Selected text |

##########

In 1992, with hip-hop increasingly dominated by gangsta rap, LA's Pharcyde felt refreshingly different. Their debut album Bizarre Ride II the Pharcyde underpinned their boisterous, weed-obsessed rhymes with an engaging musical template – a rustle of cymbal, a wandering organ, an unexpected jazz sample – and an attitude that mixed swagger and self-deprecation. Despite a fine J Dilla-produced followup, Labcabincalifornia, collaborations with Spike Jonze and work with Gorillaz, the band have never since produced anything to match its impact; of the original quartet of rappers, only Imani and Bootie Brown remain.
Live, joined by a DJ, a drummer and keyboards, the pair played a set that leaned heavily on their debut. Some of its subtlety was lost: with its funky twists and chimes eschewed for a punchy, percussive treatment and its nimble four-rapper interplay boiled down to a high-energy duet, Ya Mama felt like a joke in need of retirement.

##########

Dataset entries
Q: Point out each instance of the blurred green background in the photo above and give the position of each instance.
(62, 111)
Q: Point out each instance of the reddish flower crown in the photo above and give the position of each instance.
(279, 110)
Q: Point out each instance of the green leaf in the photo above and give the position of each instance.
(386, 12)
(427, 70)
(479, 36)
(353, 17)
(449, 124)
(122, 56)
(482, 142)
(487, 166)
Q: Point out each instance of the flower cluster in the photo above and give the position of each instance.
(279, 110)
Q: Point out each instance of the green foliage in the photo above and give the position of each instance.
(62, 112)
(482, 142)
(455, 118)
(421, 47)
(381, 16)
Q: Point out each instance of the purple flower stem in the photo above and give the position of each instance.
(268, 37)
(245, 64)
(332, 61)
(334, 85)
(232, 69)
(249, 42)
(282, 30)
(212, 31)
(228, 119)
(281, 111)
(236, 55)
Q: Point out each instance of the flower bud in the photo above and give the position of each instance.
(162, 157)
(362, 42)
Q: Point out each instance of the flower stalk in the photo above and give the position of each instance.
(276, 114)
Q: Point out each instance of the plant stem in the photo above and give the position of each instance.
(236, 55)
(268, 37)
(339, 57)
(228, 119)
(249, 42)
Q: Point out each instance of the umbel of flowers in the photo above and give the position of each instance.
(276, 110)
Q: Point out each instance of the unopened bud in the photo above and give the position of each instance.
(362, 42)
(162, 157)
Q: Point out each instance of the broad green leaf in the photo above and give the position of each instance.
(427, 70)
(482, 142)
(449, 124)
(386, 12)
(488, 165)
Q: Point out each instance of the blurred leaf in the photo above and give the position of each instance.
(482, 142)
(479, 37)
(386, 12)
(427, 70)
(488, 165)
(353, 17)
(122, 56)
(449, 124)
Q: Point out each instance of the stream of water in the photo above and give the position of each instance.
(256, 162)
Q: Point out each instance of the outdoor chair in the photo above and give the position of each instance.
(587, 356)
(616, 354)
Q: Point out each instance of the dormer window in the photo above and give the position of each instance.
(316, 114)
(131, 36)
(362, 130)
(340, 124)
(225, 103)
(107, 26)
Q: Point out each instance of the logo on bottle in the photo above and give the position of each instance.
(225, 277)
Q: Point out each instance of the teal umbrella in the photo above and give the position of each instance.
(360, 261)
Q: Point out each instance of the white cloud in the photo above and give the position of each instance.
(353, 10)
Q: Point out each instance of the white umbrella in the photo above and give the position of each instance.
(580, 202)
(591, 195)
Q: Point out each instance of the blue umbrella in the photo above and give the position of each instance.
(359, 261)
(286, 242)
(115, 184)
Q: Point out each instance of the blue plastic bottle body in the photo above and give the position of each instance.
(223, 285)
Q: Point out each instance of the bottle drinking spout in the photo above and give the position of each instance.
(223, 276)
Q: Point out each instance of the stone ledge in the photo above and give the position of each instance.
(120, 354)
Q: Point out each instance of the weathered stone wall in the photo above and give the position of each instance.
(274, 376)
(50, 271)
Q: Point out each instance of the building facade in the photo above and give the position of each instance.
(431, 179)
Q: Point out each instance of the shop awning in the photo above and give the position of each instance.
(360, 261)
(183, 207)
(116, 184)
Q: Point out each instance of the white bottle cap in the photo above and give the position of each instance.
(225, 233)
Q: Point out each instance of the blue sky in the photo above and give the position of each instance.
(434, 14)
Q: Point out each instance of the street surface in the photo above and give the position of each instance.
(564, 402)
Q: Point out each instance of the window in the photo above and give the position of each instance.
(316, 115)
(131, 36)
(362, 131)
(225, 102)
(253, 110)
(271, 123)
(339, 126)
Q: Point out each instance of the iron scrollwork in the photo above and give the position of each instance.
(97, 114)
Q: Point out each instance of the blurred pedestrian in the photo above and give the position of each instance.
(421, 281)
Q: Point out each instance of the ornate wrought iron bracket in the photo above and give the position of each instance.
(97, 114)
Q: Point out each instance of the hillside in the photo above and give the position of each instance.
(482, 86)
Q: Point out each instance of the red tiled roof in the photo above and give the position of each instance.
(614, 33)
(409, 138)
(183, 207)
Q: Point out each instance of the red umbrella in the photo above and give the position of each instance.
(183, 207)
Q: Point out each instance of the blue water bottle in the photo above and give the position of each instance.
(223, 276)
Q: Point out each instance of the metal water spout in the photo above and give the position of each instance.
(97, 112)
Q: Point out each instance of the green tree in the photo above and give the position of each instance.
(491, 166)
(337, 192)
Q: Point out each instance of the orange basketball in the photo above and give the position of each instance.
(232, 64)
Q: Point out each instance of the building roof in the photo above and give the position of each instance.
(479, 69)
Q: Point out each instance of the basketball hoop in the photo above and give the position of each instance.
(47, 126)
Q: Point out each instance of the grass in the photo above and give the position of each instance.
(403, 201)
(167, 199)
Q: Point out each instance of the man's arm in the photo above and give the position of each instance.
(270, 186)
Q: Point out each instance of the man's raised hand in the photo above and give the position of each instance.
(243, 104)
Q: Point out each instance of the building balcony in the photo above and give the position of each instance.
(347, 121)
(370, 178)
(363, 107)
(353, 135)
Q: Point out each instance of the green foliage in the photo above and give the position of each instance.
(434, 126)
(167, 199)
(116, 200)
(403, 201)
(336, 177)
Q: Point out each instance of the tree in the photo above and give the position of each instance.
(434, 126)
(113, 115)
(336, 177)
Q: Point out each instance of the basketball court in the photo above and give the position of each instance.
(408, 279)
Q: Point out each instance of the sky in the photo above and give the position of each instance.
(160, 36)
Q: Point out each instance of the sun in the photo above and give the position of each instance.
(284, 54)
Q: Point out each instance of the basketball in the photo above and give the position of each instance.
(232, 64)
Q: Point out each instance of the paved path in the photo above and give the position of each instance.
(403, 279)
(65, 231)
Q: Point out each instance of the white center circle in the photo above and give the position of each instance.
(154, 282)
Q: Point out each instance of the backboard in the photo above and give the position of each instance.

##########

Explore the material |
1. Do these statements agree with the Pharcyde review? Answer yes or no for each, and quote the words from the review that settle it.
(a) Labcabincalifornia was produced by J Dilla.
(b) All four of the original rappers are still in the band.
(c) The live set drew mostly on the band's debut album.
2. Write out, word for word, the portion of the Pharcyde review that opens with the words containing "In 1992, with" and closes with "Bootie Brown remain.".

Written answers |
1.
(a) Yes: "a fine J Dilla-produced followup, Labcabincalifornia"
(b) No: "of the original quartet of rappers, only Imani and Bootie Brown remain"
(c) Yes: "the pair played a set that leaned heavily on their debut"

2.
In 1992, with hip-hop increasingly dominated by gangsta rap, LA's Pharcyde felt refreshingly different. Their debut album Bizarre Ride II the Pharcyde underpinned their boisterous, weed-obsessed rhymes with an engaging musical template – a rustle of cymbal, a wandering organ, an unexpected jazz sample – and an attitude that mixed swagger and self-deprecation. Despite a fine J Dilla-produced followup, Labcabincalifornia, collaborations with Spike Jonze and work with Gorillaz, the band have never since produced anything to match its impact; of the original quartet of rappers, only Imani and Bootie Brown remain.